■ EXERCISE OBJECTIVE ■
How many lines of the records below contain the string "water"? Reply with the number alone.

(Records from a pointing dataset)

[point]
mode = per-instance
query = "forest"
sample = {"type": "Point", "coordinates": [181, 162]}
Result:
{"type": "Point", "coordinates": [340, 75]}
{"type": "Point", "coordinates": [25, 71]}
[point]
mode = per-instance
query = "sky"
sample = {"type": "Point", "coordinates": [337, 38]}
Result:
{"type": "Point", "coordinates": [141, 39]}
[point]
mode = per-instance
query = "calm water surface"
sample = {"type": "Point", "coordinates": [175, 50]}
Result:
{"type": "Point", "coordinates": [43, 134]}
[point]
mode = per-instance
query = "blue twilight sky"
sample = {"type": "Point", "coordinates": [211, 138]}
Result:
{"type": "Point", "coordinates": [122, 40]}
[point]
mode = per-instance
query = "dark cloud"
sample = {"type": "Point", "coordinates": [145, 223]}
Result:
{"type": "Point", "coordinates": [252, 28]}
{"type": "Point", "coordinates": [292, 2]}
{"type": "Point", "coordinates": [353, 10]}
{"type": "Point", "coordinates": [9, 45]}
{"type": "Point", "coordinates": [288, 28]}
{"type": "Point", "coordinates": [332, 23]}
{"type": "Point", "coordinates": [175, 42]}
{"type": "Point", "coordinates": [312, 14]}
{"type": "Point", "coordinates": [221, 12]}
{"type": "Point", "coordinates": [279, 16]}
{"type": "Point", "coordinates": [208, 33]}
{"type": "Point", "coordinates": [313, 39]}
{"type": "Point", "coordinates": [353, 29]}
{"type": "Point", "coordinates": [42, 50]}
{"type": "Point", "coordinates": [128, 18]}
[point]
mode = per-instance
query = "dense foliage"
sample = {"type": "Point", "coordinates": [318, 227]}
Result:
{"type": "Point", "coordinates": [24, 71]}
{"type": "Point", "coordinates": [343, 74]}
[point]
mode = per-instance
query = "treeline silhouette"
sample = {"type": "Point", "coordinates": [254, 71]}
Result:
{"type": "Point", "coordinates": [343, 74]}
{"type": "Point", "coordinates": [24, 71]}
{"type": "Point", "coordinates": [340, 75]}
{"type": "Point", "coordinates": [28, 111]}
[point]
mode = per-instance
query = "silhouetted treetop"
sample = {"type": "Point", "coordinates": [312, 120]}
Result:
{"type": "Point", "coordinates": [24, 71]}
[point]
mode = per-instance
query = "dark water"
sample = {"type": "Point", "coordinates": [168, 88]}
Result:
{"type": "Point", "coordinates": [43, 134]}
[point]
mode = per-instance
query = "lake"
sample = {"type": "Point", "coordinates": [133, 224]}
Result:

■ RESPONSE TO THE TASK ■
2